Brief >>
Extract each line of the records below and reproduce it word for word, without changing anything.
------ Data for this task ------
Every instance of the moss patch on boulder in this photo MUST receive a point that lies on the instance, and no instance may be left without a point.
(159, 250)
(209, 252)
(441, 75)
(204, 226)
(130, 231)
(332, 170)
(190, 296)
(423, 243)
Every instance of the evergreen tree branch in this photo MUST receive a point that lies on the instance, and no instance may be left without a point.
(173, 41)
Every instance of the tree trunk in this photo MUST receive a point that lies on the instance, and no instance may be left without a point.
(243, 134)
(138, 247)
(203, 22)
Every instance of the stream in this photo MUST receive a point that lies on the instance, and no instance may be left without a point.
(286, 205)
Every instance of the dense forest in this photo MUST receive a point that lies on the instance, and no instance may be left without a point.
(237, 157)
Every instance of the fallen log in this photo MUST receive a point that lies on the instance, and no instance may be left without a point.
------
Reply to the exercise >>
Every instance of the moss patch on boulder in this photo MUST receive a point that lies on the instance, and no instance may be left without a point.
(159, 250)
(209, 252)
(441, 75)
(204, 226)
(130, 231)
(332, 170)
(190, 296)
(423, 243)
Every instance of the evergreen tree branch in this photo MUST receive a point that lies on the instance, and no instance may be left without a point.
(173, 41)
Every instance of the tree trunk in this photo MUST receive a point that lies on the instance, and no instance may be left without a point.
(243, 134)
(138, 247)
(203, 22)
Every instance of the stream in this photo MUST receive a point that lies on the instance, and no instance may be left without a point.
(286, 205)
Every instance of the dense forest in this photo MUST receive a point that lies on the instance, and no instance may be left without a point.
(237, 157)
Every instance of the fallen log in this photo MUST receive a point that lies on the instance, and no instance may be left without a point.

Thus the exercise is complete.